SHORT PROBLEM =
Copy the material below line for line, keeping every character unchanged.

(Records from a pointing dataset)
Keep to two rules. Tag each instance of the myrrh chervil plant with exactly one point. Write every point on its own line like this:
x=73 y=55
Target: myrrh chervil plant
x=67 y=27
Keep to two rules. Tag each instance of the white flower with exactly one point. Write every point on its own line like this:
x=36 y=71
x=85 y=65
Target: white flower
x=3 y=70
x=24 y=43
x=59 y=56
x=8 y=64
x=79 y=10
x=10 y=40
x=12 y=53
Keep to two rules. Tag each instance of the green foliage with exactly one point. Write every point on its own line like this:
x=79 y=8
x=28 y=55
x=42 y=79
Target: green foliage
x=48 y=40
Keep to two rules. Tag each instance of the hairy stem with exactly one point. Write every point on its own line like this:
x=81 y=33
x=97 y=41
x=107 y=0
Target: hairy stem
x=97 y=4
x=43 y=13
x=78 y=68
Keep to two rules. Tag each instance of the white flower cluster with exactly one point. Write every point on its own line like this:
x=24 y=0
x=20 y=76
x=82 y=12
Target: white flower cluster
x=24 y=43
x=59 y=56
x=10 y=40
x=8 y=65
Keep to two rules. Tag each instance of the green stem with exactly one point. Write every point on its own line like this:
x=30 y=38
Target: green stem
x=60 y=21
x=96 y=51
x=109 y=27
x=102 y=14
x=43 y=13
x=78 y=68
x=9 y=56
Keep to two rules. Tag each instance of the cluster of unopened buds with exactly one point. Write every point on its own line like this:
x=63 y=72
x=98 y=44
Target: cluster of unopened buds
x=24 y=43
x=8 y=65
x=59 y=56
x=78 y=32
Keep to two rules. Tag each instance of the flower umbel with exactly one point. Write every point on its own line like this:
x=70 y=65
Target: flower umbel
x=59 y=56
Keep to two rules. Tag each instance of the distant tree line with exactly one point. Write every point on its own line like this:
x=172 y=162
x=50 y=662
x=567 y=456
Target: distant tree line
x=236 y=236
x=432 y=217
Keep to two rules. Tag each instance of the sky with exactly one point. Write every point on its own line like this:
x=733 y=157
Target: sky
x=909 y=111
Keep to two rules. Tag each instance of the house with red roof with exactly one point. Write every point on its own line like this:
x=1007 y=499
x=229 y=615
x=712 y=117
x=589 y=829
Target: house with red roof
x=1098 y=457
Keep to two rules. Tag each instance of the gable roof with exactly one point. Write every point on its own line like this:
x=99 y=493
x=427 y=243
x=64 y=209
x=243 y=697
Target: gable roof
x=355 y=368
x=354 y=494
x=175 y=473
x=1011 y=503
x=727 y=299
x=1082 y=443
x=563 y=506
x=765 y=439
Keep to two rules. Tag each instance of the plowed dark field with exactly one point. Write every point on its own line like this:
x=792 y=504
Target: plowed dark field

THE OUTPUT =
Keep to two rules. Tag each instance of the myrrh chervil plant with exactly one point. Write every point on its own line like this:
x=73 y=55
Target: myrrh chervil plant
x=67 y=27
Keep to two rules. Tag each instance of the white flower with exactly one point. Write every point on its own line like this:
x=36 y=71
x=85 y=65
Target: white flower
x=3 y=70
x=24 y=43
x=59 y=56
x=8 y=64
x=79 y=10
x=10 y=40
x=12 y=53
Keep to two rules. Tag each instance of the green foliage with exactly one point. Write every point on its own line like this:
x=79 y=8
x=28 y=55
x=42 y=79
Target: green foliage
x=48 y=40
Keep to two rules. Tag each instance of the hairy stem with exactly one point. Write every point on its own line like this:
x=81 y=33
x=97 y=41
x=107 y=0
Target: hairy stem
x=97 y=4
x=43 y=13
x=78 y=68
Keep to two rules. Tag each instance of the white flower cluster with exactly one point. Write every point on its own line like this:
x=24 y=0
x=20 y=76
x=82 y=12
Target: white flower cluster
x=24 y=43
x=59 y=56
x=10 y=40
x=8 y=65
Keep to two rules. Tag each instance of the green stem with exactly one point. Write every point on its own line like this:
x=30 y=38
Target: green stem
x=60 y=21
x=96 y=51
x=109 y=27
x=102 y=14
x=43 y=13
x=78 y=68
x=9 y=56
Keep to two rules. Tag each instance of the cluster of unopened buds with exactly one point. Write every point on its own line like this:
x=63 y=72
x=98 y=44
Target: cluster of unopened buds
x=24 y=43
x=8 y=65
x=59 y=56
x=78 y=32
Keep to two rules. Tag each instance of the flower umbel with exactly one point. Write every point on its own line like this:
x=70 y=65
Target: flower umbel
x=59 y=56
Keep to two rules. Tag each instance of the distant tree line with exactly one point. Write every point on its own line like this:
x=172 y=162
x=50 y=662
x=567 y=456
Target: distant tree line
x=236 y=236
x=432 y=217
Keep to two rules. Tag each instance of the sky with exactly one point. Write every point on its own line like this:
x=733 y=157
Target: sky
x=909 y=111
Keep to two rules. Tag each instance of the house with red roof with exactly one point. Write every point on its own line like this:
x=1007 y=499
x=229 y=615
x=712 y=117
x=589 y=829
Target: house with red roof
x=1098 y=457
Keep to two rules. Tag each instance of the gable roof with exactly one point. Write every point on its own line like this:
x=99 y=493
x=427 y=243
x=64 y=209
x=243 y=697
Target: gable roof
x=355 y=368
x=354 y=494
x=175 y=473
x=1011 y=503
x=727 y=299
x=1082 y=443
x=563 y=506
x=765 y=439
Keep to two rules. Tag each instance of the plowed dark field with exactly one point. Write every point on its own line like this:
x=792 y=504
Target: plowed dark field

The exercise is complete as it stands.